------ Dataset records

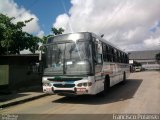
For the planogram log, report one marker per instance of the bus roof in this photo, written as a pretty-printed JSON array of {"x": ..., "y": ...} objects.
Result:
[{"x": 93, "y": 35}]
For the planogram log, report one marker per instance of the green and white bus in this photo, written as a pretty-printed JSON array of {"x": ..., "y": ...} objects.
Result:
[{"x": 82, "y": 63}]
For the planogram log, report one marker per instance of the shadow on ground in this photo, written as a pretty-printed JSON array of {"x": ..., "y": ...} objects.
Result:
[
  {"x": 4, "y": 97},
  {"x": 116, "y": 93}
]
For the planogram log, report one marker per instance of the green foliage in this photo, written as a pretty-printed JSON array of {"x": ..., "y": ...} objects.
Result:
[
  {"x": 13, "y": 39},
  {"x": 57, "y": 31}
]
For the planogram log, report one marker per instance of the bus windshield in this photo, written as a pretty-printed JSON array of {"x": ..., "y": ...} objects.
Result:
[{"x": 70, "y": 58}]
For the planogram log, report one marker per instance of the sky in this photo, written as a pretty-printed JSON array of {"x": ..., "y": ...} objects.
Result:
[{"x": 129, "y": 24}]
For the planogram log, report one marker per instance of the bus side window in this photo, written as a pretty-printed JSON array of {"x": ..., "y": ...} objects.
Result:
[{"x": 98, "y": 52}]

------------

### How to complete this task
Lines with the string "green": say how many appear in the entries above, giving the number alone.

### Answer section
2